WORK ORDER:
The records appear below. Copy each one exactly.

━━━━━━━━

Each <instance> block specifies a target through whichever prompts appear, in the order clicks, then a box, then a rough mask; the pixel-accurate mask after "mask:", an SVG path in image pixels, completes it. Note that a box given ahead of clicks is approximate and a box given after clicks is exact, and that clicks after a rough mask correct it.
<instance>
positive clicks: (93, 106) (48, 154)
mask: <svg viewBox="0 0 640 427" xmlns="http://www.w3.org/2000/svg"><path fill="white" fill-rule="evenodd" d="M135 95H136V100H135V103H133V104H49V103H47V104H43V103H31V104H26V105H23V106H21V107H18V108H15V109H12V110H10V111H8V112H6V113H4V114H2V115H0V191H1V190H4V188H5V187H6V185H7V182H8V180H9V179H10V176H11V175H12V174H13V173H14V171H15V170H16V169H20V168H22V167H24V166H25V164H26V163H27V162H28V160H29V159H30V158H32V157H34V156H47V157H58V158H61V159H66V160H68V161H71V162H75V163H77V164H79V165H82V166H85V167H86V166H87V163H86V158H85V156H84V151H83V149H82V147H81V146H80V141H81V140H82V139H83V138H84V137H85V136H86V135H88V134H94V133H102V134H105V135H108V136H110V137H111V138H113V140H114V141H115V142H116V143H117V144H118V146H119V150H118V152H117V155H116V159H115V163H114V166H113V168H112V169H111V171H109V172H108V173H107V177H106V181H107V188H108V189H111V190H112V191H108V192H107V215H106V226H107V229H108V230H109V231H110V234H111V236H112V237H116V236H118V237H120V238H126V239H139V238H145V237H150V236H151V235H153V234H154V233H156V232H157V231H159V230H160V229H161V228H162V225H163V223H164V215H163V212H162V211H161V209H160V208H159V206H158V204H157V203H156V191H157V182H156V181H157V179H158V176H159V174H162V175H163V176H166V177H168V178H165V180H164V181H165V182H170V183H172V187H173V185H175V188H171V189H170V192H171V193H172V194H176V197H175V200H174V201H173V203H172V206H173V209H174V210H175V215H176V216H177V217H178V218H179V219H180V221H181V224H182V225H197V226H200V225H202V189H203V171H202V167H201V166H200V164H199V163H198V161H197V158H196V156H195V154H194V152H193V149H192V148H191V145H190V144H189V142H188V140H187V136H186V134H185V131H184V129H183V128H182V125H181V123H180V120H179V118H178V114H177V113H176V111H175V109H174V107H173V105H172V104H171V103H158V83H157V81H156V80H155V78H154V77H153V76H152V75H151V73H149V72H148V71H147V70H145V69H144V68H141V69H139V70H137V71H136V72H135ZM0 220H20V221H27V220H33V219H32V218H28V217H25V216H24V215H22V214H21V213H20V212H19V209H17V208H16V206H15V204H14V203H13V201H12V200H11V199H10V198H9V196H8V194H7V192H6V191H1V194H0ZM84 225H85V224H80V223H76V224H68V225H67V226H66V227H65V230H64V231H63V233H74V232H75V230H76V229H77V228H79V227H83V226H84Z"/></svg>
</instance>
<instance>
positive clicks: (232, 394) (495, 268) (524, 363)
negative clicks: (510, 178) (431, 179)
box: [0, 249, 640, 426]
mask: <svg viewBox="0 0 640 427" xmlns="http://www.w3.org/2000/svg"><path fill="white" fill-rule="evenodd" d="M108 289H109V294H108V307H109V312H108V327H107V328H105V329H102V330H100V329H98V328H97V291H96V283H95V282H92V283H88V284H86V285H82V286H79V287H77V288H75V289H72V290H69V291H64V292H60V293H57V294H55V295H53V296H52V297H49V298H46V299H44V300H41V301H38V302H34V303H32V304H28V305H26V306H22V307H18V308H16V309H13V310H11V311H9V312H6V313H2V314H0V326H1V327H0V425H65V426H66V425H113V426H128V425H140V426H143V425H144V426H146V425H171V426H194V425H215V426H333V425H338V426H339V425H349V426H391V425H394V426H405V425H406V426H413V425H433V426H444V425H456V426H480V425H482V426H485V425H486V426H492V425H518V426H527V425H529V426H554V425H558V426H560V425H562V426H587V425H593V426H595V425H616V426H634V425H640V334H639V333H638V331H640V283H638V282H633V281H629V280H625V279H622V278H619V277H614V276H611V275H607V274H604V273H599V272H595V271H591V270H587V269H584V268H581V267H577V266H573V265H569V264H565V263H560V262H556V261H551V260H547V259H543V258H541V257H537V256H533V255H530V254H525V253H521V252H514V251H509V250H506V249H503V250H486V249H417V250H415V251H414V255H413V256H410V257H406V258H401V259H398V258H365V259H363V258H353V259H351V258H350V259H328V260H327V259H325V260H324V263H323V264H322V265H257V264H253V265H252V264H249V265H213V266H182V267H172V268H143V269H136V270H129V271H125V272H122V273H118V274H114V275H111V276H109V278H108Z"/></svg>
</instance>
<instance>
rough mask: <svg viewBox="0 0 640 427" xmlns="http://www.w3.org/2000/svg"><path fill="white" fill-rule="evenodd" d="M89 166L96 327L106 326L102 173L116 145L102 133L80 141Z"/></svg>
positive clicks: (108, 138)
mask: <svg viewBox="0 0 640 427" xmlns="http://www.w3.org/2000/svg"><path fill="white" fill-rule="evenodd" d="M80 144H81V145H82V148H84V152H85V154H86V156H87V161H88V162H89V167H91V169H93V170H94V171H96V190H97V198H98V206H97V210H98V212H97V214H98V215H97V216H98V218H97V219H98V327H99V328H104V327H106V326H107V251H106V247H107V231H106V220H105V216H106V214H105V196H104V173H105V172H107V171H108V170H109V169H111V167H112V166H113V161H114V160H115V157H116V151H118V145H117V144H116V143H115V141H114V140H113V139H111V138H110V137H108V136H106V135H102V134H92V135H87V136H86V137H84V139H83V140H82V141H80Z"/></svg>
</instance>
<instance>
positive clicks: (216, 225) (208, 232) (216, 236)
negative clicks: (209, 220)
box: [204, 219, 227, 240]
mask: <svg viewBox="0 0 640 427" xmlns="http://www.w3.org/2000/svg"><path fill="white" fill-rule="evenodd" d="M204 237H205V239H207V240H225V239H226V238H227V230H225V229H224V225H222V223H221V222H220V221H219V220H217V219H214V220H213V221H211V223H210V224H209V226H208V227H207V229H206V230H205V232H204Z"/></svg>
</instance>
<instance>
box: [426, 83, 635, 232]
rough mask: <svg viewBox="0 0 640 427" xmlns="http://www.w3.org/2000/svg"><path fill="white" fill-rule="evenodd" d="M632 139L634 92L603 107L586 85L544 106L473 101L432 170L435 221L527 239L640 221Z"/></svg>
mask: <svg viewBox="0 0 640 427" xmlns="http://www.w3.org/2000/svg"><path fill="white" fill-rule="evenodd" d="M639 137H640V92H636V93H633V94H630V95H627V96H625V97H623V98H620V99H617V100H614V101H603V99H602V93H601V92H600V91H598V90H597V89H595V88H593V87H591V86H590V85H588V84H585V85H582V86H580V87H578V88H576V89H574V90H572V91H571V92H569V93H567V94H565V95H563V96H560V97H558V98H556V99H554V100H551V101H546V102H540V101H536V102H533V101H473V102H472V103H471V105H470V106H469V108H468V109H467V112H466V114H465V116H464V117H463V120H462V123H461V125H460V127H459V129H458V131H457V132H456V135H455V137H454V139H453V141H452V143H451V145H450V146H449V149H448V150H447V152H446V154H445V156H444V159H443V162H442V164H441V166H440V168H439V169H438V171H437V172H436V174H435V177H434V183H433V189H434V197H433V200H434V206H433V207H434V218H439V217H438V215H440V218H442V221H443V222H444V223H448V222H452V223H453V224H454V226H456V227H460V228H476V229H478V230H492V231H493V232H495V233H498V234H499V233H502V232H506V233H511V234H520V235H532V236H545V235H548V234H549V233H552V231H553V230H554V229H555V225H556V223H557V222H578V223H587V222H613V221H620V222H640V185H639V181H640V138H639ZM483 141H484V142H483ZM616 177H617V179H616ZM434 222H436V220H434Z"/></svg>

━━━━━━━━

REPLY:
Each <instance> block specifies a target through whichever prompts appear, in the order clicks, then a box, then a rough mask; the pixel-accurate mask after "mask:", an SVG path in image pixels, completes it. Note that a box given ahead of clicks is approximate and a box given after clicks is exact, and that clicks after a rough mask correct it.
<instance>
positive clicks: (93, 106) (48, 154)
mask: <svg viewBox="0 0 640 427" xmlns="http://www.w3.org/2000/svg"><path fill="white" fill-rule="evenodd" d="M135 95H136V100H135V103H133V104H49V103H47V104H43V103H31V104H26V105H23V106H21V107H18V108H15V109H12V110H10V111H8V112H6V113H4V114H2V115H0V191H1V190H4V188H5V187H6V185H7V182H8V180H9V179H10V176H11V175H12V174H13V173H14V171H15V170H16V169H20V168H22V167H24V166H25V164H26V163H27V162H28V160H29V159H30V158H32V157H34V156H47V157H58V158H61V159H66V160H68V161H71V162H75V163H77V164H79V165H82V166H85V167H86V166H87V163H86V158H85V156H84V151H83V149H82V147H81V146H80V141H81V140H82V139H83V138H84V137H85V136H86V135H88V134H94V133H102V134H105V135H108V136H110V137H111V138H113V140H114V141H115V142H116V143H117V144H118V146H119V150H118V152H117V155H116V159H115V163H114V166H113V168H112V169H111V171H109V172H108V173H107V177H106V181H107V188H108V189H111V190H112V191H108V192H107V215H106V226H107V229H108V230H109V231H110V234H111V236H112V237H116V236H118V237H120V238H126V239H139V238H145V237H150V236H151V235H153V234H154V233H156V232H157V231H159V230H160V229H161V228H162V225H163V223H164V215H163V212H162V211H161V209H160V208H159V206H158V204H157V203H156V191H157V182H156V181H157V179H158V176H159V174H162V175H163V176H166V177H168V178H165V180H164V181H165V182H170V183H172V187H173V185H175V188H171V189H170V192H171V193H172V194H176V197H175V200H174V201H173V203H172V206H173V209H174V210H175V215H176V216H177V217H178V218H179V219H180V221H181V224H182V225H197V226H200V225H202V189H203V171H202V167H201V166H200V164H199V163H198V161H197V158H196V156H195V154H194V152H193V149H192V148H191V145H190V144H189V142H188V140H187V136H186V134H185V131H184V129H183V128H182V125H181V123H180V120H179V118H178V114H177V113H176V111H175V109H174V107H173V105H172V104H171V103H158V83H157V81H156V80H155V78H154V77H153V76H152V75H151V73H149V72H148V71H147V70H145V69H144V68H141V69H139V70H137V71H136V72H135ZM0 220H20V221H27V220H33V219H32V218H28V217H25V216H24V215H22V214H21V213H20V212H19V209H17V208H16V206H15V204H14V203H13V201H12V200H11V199H10V198H9V196H8V194H7V192H6V191H1V194H0ZM84 225H85V224H80V223H76V224H68V225H67V226H66V227H65V230H64V231H63V233H74V232H75V230H76V229H77V228H79V227H83V226H84Z"/></svg>
</instance>
<instance>
positive clicks: (232, 394) (495, 268) (524, 363)
negative clicks: (510, 178) (431, 179)
box: [0, 249, 640, 426]
mask: <svg viewBox="0 0 640 427" xmlns="http://www.w3.org/2000/svg"><path fill="white" fill-rule="evenodd" d="M108 289H109V294H108V307H109V312H108V327H107V328H105V329H102V330H100V329H98V328H97V291H96V283H95V282H92V283H88V284H86V285H82V286H79V287H77V288H75V289H72V290H69V291H64V292H60V293H57V294H55V295H53V296H52V297H49V298H46V299H44V300H41V301H38V302H34V303H32V304H28V305H26V306H22V307H18V308H16V309H13V310H11V311H9V312H6V313H2V314H0V326H1V327H0V425H65V426H66V425H113V426H128V425H140V426H143V425H144V426H146V425H171V426H194V425H215V426H333V425H338V426H339V425H349V426H391V425H394V426H405V425H406V426H413V425H433V426H444V425H456V426H480V425H482V426H485V425H486V426H492V425H518V426H527V425H529V426H554V425H558V426H560V425H562V426H587V425H593V426H595V425H616V426H634V425H640V334H639V333H638V331H640V283H638V282H633V281H629V280H625V279H622V278H619V277H614V276H611V275H607V274H604V273H599V272H595V271H591V270H587V269H584V268H581V267H577V266H573V265H569V264H565V263H560V262H556V261H551V260H547V259H543V258H541V257H537V256H533V255H530V254H525V253H521V252H514V251H509V250H506V249H503V250H486V249H417V250H415V251H414V255H413V256H410V257H406V258H401V259H398V258H365V259H363V258H353V259H351V258H350V259H328V260H327V259H325V260H324V263H323V264H322V265H257V264H253V265H252V264H249V265H213V266H182V267H172V268H143V269H136V270H129V271H125V272H122V273H118V274H114V275H111V276H109V278H108Z"/></svg>
</instance>
<instance>
rough mask: <svg viewBox="0 0 640 427" xmlns="http://www.w3.org/2000/svg"><path fill="white" fill-rule="evenodd" d="M89 166L96 327L106 326L102 173L116 145L102 133L80 141Z"/></svg>
positive clicks: (108, 138)
mask: <svg viewBox="0 0 640 427" xmlns="http://www.w3.org/2000/svg"><path fill="white" fill-rule="evenodd" d="M80 144H81V145H82V148H84V152H85V154H86V156H87V161H88V162H89V167H91V169H93V170H94V171H96V190H97V198H98V206H97V210H98V212H97V214H98V215H97V216H98V218H97V219H98V327H99V328H104V327H106V326H107V251H106V247H107V231H106V220H105V216H106V214H105V196H104V173H105V172H107V171H108V170H109V169H111V167H112V166H113V161H114V160H115V157H116V151H118V145H117V144H116V143H115V141H114V140H113V139H111V138H110V137H108V136H106V135H102V134H92V135H87V136H86V137H84V139H83V140H82V141H80Z"/></svg>
</instance>
<instance>
positive clicks: (216, 225) (208, 232) (216, 236)
negative clicks: (209, 220)
box: [204, 219, 227, 240]
mask: <svg viewBox="0 0 640 427" xmlns="http://www.w3.org/2000/svg"><path fill="white" fill-rule="evenodd" d="M204 237H205V239H207V240H225V239H226V238H227V230H225V229H224V225H222V223H221V222H220V221H219V220H217V219H214V220H213V221H211V223H210V224H209V226H208V227H207V229H206V230H205V232H204Z"/></svg>
</instance>
<instance>
box: [426, 83, 635, 232]
rough mask: <svg viewBox="0 0 640 427" xmlns="http://www.w3.org/2000/svg"><path fill="white" fill-rule="evenodd" d="M632 139L634 92L603 107L586 85L544 106L473 101L432 170L435 221L527 239L640 221Z"/></svg>
mask: <svg viewBox="0 0 640 427" xmlns="http://www.w3.org/2000/svg"><path fill="white" fill-rule="evenodd" d="M639 137H640V92H636V93H633V94H630V95H627V96H625V97H623V98H620V99H617V100H614V101H603V99H602V93H601V92H600V91H598V90H597V89H595V88H593V87H591V86H590V85H588V84H585V85H582V86H580V87H578V88H576V89H574V90H572V91H571V92H569V93H567V94H565V95H563V96H560V97H558V98H556V99H554V100H551V101H546V102H540V101H536V102H533V101H473V102H472V103H471V105H470V106H469V108H468V109H467V112H466V114H465V116H464V117H463V120H462V123H461V125H460V127H459V129H458V131H457V132H456V135H455V137H454V139H453V141H452V143H451V145H450V146H449V149H448V150H447V152H446V154H445V156H444V159H443V162H442V164H441V166H440V168H439V169H438V171H437V172H436V174H435V177H434V183H433V189H434V197H433V200H434V206H433V207H434V218H439V217H438V215H440V218H442V221H443V222H444V223H448V222H452V223H453V224H454V226H456V227H460V228H476V229H478V230H492V231H493V232H495V233H498V234H499V233H502V232H506V233H511V234H520V235H532V236H545V235H548V234H549V233H552V231H553V230H554V229H555V225H556V223H557V222H578V223H587V222H613V221H620V222H640V185H639V181H640V138H639ZM483 141H484V142H483ZM616 177H617V179H616ZM434 222H436V220H434Z"/></svg>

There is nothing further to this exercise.